- [Task brief]:
Show every line in the entries below where the word "instance" appears.

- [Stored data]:
-- Opening Marker --

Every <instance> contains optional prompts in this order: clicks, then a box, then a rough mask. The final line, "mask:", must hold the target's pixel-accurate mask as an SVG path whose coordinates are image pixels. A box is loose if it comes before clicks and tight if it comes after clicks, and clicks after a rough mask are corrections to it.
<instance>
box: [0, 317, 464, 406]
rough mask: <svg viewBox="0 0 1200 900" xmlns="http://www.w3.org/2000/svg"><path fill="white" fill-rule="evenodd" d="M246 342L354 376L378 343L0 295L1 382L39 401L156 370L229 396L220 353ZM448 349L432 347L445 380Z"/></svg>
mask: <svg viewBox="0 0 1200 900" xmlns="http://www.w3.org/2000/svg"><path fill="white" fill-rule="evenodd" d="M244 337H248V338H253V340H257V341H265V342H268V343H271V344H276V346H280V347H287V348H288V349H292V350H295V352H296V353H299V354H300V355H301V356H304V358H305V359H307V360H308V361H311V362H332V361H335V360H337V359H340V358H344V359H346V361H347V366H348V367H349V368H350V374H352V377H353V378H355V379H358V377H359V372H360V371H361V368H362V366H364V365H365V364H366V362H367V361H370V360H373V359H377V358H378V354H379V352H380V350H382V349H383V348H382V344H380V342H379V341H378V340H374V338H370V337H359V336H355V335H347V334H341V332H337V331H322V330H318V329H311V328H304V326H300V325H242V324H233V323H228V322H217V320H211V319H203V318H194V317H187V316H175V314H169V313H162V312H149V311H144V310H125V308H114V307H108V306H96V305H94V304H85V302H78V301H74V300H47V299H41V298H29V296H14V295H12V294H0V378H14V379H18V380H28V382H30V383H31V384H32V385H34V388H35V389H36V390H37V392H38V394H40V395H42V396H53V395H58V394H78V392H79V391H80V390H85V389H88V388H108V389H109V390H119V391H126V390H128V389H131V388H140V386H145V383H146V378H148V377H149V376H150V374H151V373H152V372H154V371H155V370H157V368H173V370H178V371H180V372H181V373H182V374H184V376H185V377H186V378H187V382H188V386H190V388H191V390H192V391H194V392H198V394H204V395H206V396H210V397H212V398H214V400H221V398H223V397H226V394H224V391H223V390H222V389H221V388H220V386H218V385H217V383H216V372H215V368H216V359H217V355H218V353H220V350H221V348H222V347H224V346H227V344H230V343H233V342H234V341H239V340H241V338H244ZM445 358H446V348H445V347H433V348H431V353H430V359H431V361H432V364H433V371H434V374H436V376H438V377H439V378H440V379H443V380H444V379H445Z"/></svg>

-- Closing Marker --
-- Opening Marker --

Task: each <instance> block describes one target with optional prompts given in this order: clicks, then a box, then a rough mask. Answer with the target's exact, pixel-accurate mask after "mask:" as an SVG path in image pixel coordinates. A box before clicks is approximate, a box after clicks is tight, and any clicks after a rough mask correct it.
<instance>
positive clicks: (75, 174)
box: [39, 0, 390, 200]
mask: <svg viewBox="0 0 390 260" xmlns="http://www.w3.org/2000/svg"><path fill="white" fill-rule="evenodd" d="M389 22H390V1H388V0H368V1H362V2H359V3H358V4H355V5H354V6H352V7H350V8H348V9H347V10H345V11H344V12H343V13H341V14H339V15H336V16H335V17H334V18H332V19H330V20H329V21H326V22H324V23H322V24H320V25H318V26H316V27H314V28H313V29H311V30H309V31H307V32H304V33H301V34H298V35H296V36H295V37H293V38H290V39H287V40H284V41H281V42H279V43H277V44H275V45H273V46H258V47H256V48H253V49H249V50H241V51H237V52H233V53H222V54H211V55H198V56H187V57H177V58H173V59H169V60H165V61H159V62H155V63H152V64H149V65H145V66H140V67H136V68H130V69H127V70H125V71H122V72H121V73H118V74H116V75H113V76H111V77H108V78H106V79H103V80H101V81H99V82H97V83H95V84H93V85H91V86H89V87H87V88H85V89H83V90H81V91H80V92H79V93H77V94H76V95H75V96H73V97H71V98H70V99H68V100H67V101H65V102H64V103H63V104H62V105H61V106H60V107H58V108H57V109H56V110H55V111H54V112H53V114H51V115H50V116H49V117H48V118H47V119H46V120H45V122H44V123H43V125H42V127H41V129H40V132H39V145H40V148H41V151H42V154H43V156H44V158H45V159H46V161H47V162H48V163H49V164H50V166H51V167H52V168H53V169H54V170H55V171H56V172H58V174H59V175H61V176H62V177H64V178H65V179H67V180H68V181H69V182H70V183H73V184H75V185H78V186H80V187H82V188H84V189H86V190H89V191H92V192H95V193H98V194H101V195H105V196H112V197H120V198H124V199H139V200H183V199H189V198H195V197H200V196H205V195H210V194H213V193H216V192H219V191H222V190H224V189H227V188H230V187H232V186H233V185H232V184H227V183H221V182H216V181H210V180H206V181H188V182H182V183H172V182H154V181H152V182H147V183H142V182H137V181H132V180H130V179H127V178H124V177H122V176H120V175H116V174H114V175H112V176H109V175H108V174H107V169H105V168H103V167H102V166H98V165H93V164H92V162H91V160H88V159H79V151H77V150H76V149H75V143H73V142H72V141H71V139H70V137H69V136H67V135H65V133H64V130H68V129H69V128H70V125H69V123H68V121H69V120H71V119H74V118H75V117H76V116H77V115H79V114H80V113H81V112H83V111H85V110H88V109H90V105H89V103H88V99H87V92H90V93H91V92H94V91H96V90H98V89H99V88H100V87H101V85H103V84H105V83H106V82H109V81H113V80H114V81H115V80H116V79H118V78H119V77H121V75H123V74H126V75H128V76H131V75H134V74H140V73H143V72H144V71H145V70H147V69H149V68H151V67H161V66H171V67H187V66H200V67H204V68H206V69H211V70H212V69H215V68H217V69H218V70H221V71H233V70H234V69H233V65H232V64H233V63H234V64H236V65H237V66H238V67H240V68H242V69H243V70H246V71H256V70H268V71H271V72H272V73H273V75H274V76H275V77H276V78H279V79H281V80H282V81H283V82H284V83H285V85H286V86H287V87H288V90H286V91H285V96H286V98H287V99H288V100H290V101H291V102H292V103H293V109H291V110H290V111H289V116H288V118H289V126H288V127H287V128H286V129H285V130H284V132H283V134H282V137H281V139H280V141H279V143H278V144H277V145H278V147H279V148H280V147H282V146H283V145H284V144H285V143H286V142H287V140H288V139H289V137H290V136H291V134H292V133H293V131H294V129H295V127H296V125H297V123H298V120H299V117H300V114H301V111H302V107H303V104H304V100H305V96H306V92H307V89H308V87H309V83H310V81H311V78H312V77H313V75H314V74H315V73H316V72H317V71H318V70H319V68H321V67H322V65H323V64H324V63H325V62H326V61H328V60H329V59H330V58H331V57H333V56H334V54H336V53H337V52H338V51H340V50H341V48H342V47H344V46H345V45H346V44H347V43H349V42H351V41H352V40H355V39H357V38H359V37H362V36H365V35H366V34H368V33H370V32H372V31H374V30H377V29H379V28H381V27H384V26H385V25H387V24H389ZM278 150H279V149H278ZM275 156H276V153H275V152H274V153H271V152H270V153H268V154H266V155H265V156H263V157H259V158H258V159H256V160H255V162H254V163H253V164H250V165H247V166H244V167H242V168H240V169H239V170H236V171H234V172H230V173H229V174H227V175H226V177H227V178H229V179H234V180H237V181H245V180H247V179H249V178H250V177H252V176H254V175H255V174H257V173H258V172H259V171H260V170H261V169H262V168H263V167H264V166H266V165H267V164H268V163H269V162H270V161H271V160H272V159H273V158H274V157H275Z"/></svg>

-- Closing Marker --

- [Written solution]:
Every <instance> contains optional prompts in this order: clicks, then a box, then a rough mask. The final line, "mask:", must hold the target's pixel-accurate mask as an SVG path whose coordinates are image pixels. A box is loose if it comes before clicks and tight if it comes after clicks, and clicks after a rough mask are corrections to it.
<instance>
Task: each <instance> block describes one target with optional prompts given in this order: clicks, then a box, then a rough mask. Answer with the target's exact, pixel-accurate mask after "mask:" as an SVG path in image pixel coordinates. A box before clicks is approximate, a box after clicks is tight, and any clicks after a rough mask correct it.
<instance>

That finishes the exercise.